## Begin SOURCE EXTRACT

Update settings.py

Smartappli · web-flow · commit 4494458ea2c0 · 2024-08-15T08:37:42.000+02:00
diff --git a/llama_cpp/server/settings.py b/llama_cpp/server/settings.py
@@ -2,10 +2,10 @@
 
 import multiprocessing
 from typing import Dict, List, Literal, Optional, Union, cast
-from typing_extensions import Self
 
 from pydantic import Field, model_validator
 from pydantic_settings import BaseSettings
+from typing_extensions import Self
 
 import llama_cpp
 
@@ -19,7 +19,7 @@ class ModelSettings(BaseSettings):
     model: str = Field(
         description="The path to the model to use for generating completions.",
     )
-    model_alias: str | None = Field(
+    model_alias: Optional[str] = Field(
         default=None,
         description="The alias of the model to use for generating completions.",
     )
@@ -38,7 +38,7 @@ class ModelSettings(BaseSettings):
         ge=0,
         description="Main GPU to use.",
     )
-    tensor_split: list[float] | None = Field(
+    tensor_split: Optional[List[float]] = Field(
         default=None,
         description="Split layers across multiple GPUs in proportion.",
     )
@@ -53,11 +53,11 @@ class ModelSettings(BaseSettings):
         default=llama_cpp.llama_supports_mlock(),
         description="Use mlock.",
     )
-    kv_overrides: list[str] | None = Field(
+    kv_overrides: Optional[List[str]] = Field(
         default=None,
         description="List of model kv overrides in the format key=type:value where type is one of (bool, int, float). Valid true values are (true, TRUE, 1), otherwise false.",
     )
-    rpc_servers: str | None = Field(
+    rpc_servers: Optional[str] = Field(
         default=None,
         description="comma seperated list of rpc servers for offloading",
     )
@@ -109,25 +109,25 @@ class ModelSettings(BaseSettings):
         description="Last n tokens to keep for repeat penalty calculation.",
     )
     # LoRA Params
-    lora_base: str | None = Field(
+    lora_base: Optional[str] = Field(
         default=None,
         description="Optional path to base model, useful if using a quantized base model and you want to apply LoRA to an f16 model.",
     )
-    lora_path: str | None = Field(
+    lora_path: Optional[str] = Field(
         default=None,
         description="Path to a LoRA file to apply to the model.",
     )
     # Backend Params
-    numa: bool | int = Field(
+    numa: Union[bool, int] = Field(
         default=False,
         description="Enable NUMA support.",
     )
     # Chat Format Params
-    chat_format: str | None = Field(
+    chat_format: Optional[str] = Field(
         default=None,
         description="Chat format to use.",
     )
-    clip_model_path: str | None = Field(
+    clip_model_path: Optional[str] = Field(
         default=None,
         description="Path to a CLIP model to use for multi-modal chat completion.",
     )
@@ -145,21 +145,21 @@ class ModelSettings(BaseSettings):
         description="The size of the cache in bytes. Only used if cache is True.",
     )
     # Tokenizer Options
-    hf_tokenizer_config_path: str | None = Field(
+    hf_tokenizer_config_path: Optional[str] = Field(
         default=None,
         description="The path to a HuggingFace tokenizer_config.json file.",
     )

## End SOURCE EXTRACT
## Begin DATA

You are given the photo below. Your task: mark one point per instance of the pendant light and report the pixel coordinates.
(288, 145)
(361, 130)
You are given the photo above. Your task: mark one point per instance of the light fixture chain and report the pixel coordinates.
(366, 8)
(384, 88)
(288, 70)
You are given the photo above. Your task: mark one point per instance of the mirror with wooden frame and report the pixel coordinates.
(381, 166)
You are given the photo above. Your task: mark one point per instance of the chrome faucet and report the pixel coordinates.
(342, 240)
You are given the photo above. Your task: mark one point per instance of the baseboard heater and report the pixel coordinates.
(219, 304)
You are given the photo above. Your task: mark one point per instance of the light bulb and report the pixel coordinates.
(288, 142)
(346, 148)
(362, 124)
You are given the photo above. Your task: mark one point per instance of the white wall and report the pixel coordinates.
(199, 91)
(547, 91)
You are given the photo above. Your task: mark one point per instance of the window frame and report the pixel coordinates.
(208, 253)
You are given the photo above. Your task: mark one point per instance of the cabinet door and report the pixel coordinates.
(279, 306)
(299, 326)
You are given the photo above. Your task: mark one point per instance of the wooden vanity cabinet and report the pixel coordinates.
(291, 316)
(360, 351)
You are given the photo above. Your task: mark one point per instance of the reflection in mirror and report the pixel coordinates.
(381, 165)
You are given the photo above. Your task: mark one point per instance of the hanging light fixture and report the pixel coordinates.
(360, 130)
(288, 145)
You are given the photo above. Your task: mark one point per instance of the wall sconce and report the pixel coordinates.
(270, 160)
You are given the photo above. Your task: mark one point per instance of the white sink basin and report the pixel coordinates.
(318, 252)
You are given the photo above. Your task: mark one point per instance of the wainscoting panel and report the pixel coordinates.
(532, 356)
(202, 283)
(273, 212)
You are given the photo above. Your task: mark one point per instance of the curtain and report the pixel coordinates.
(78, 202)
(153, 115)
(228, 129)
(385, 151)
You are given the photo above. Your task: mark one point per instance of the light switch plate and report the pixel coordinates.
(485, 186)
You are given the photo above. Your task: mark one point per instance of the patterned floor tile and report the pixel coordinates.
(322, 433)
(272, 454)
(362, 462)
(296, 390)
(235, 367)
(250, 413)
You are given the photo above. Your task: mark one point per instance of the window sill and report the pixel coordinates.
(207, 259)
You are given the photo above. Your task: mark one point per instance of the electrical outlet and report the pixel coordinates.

## End DATA

_DIRECTIVES_.
- a) Please answer these from the settings.py diff, one line each, marked the same way:
(i) What type annotation does model_alias have after the change?
(ii) What default value is given for numa?
(iii) According to its description, what is clip_model_path a path to?
- b) Decide whether each statement agrees with the settings.py diff. Answer yes or no and quote the words from the diff that settle it.
(i) The import of Self from typing_extensions is dropped from the file entirely.
(ii) The lora_path field is described as the path to a LoRA file to apply to the model.
(iii) tensor_split defaults to an empty list.
- c) Pick up the settings.py diff after its last line and continue it in the same format.

_SET OF ANSWERS_.
- a)
(i) Optional[str]
(ii) False
(iii) A CLIP model to use for multi-modal chat completion.

- b)
(i) No: "+from typing_extensions import Self"
(ii) Yes: "Path to a LoRA file to apply to the model."
(iii) No: "default=None,"

- c)
-    hf_pretrained_model_name_or_path: str | None = Field(
+    hf_pretrained_model_name_or_path: Optional[str] = Field(
         default=None,
         description="The model name or path to a pretrained HuggingFace tokenizer model. Same as you would pass to AutoTokenizer.from_pretrained().",
     )
     # Loading from HuggingFace Model Hub
-    hf_model_repo_id: str | None = Field(
+    hf_model_repo_id: Optional[str] = Field(
         default=None,
         description="The model repo id to use for the HuggingFace tokenizer model.",
     )
     # Speculative Decoding
-    draft_model: str | None = Field(
+    draft_model: Optional[str] = Field(
         default=None,
         description="Method to use for speculative decoding. One of (prompt-lookup-decoding).",
     )
@@ -168,11 +168,11 @@ class ModelSettings(BaseSettings):
         description="Number of tokens to predict using the draft model.",
     )
     # KV Cache Quantization
-    type_k: int | None = Field(
+    type_k: Optional[int] = Field(
         default=None,
         description="Type of the key cache quantization.",
     )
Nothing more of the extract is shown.